GOAL A:
In the article on the Nobitex hack, retype everything from "Amid the conflict, on" down to "digital asset activity.".
GOAL B:
According to the Nobitex hack article, which group carried out the attack on Nobitex?
====== SOURCE PASSAGE ======
Inside the Nobitex Hack: How the Iran-Israel Conflict Exposed Tehran's Grip on Its Crypto Services
This week, Iran confirmed that President Masoud Pezeshkian sustained minor injuries during last month’s 12-day conflict with Israel, shedding light on the ongoing, far-reaching impacts of the war, including on the crypto ecosystem. TRM Labs’ analysis reveals that the escalation in hostilities triggered a significant spike in capital flight from Iranian crypto exchanges, with outflows from Nobitex, the country’s largest platform, increasing by more than 150% compared to the previous week.
Amid the conflict, on June 18, 2025, Nobitex was targeted in a USD 90 million hack by Israel-linked group Predatory Sparrow, which exposed the infrastructure underpinning Iran’s crypto economy.
Together, these incidents offer a rare window into Iran’s crypto economy — revealing how geopolitical shocks, economic constraints, and regime control intersect in shaping digital asset activity.
====== EXTRACTED ENTRIES ======
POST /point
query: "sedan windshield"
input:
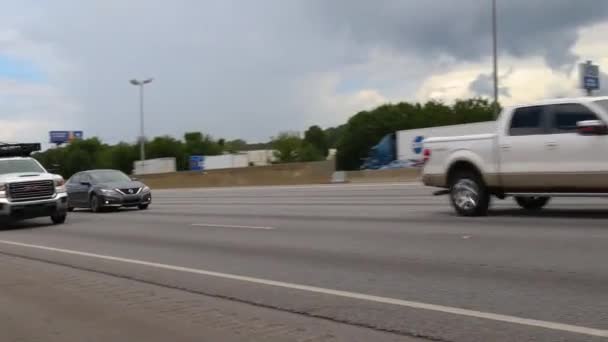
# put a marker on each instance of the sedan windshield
(110, 176)
(19, 166)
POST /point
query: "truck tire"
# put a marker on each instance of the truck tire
(468, 194)
(532, 202)
(59, 218)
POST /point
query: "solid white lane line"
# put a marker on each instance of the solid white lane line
(230, 226)
(296, 187)
(345, 294)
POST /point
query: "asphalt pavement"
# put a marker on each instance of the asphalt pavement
(347, 262)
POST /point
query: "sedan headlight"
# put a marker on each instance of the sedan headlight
(60, 185)
(109, 192)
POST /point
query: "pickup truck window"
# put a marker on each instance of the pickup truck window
(565, 117)
(19, 165)
(527, 121)
(75, 179)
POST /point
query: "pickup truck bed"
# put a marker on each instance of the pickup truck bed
(541, 150)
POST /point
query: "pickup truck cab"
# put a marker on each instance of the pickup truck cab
(27, 190)
(540, 150)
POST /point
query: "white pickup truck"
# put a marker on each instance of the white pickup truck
(540, 150)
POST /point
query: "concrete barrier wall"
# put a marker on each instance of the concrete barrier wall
(383, 176)
(280, 174)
======
EXERCISE SOLUTION A:
Amid the conflict, on June 18, 2025, Nobitex was targeted in a USD 90 million hack by Israel-linked group Predatory Sparrow, which exposed the infrastructure underpinning Iran’s crypto economy.
Together, these incidents offer a rare window into Iran’s crypto economy — revealing how geopolitical shocks, economic constraints, and regime control intersect in shaping digital asset activity.

EXERCISE SOLUTION B:
Predatory Sparrow, an Israel-linked group.